What is being asked> Copy all the lines of the data that include the word "wooden".

Supplied data>
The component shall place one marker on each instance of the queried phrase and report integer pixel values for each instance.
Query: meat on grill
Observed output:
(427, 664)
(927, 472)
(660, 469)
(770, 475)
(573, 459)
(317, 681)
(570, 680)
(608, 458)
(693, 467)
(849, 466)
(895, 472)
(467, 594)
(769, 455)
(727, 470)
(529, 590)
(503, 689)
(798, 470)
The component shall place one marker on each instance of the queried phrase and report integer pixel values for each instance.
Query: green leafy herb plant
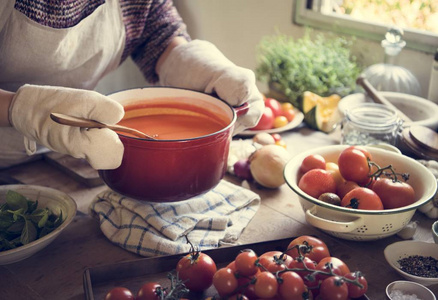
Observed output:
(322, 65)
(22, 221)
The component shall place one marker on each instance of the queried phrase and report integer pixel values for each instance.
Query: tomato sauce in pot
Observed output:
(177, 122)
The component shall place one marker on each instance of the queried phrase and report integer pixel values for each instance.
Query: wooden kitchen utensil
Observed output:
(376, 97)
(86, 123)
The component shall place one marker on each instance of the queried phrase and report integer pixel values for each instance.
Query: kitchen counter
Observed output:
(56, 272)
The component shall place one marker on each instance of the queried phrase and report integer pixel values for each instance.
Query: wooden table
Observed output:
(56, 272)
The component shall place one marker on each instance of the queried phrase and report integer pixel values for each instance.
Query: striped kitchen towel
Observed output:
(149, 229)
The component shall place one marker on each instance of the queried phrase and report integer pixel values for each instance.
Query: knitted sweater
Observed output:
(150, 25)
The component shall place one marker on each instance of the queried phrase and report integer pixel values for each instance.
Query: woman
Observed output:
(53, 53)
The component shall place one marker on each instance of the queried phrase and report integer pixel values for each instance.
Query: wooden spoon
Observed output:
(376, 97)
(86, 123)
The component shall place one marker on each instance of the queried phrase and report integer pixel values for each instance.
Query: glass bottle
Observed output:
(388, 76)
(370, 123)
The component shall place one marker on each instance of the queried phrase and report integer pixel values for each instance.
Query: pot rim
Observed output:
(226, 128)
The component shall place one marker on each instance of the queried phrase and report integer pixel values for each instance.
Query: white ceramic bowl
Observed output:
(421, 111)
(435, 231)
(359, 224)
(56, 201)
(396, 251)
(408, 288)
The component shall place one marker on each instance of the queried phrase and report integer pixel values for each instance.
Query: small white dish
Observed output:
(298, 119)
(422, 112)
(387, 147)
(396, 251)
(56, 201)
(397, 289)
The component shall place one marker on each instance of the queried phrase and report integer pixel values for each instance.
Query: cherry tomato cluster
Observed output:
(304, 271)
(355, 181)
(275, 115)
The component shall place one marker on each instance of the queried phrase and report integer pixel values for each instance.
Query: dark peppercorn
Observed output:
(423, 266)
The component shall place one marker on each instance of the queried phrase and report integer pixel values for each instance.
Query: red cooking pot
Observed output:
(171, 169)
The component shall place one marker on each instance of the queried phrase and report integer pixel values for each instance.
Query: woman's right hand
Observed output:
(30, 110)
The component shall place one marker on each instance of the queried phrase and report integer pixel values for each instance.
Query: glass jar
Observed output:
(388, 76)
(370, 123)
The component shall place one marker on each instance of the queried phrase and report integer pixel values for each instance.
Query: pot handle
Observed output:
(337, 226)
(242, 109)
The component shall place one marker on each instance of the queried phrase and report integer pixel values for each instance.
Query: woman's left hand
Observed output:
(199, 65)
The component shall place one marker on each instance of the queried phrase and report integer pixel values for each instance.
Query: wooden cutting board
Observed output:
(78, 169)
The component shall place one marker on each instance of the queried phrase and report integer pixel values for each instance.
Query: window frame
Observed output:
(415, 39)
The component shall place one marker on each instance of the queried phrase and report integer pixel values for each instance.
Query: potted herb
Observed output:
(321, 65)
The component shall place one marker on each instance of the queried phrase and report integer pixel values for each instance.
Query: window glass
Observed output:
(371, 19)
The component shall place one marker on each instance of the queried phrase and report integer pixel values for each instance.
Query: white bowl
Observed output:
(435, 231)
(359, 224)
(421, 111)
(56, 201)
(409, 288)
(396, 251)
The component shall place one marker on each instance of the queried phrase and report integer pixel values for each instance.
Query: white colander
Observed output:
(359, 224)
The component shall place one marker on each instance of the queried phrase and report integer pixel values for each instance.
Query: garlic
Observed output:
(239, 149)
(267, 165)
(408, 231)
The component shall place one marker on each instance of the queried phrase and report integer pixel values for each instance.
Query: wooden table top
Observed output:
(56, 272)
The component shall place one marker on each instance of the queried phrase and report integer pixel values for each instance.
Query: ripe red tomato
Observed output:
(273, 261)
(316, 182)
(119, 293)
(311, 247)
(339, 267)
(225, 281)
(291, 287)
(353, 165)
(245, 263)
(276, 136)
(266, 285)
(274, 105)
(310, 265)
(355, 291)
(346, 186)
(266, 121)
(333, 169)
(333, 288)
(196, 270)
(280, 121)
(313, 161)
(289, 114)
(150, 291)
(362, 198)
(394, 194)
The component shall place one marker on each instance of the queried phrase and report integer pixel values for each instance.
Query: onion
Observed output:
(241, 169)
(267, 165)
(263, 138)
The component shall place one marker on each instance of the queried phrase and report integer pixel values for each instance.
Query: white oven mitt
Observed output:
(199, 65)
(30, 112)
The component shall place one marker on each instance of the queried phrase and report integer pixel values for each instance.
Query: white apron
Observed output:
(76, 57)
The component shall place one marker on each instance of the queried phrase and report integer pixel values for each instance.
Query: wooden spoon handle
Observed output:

Solution for this problem>
Query: wooden kitchen utensil
Query: wooden table
Query: wooden spoon
Query: wooden cutting board
Query: wooden table top
Query: wooden spoon handle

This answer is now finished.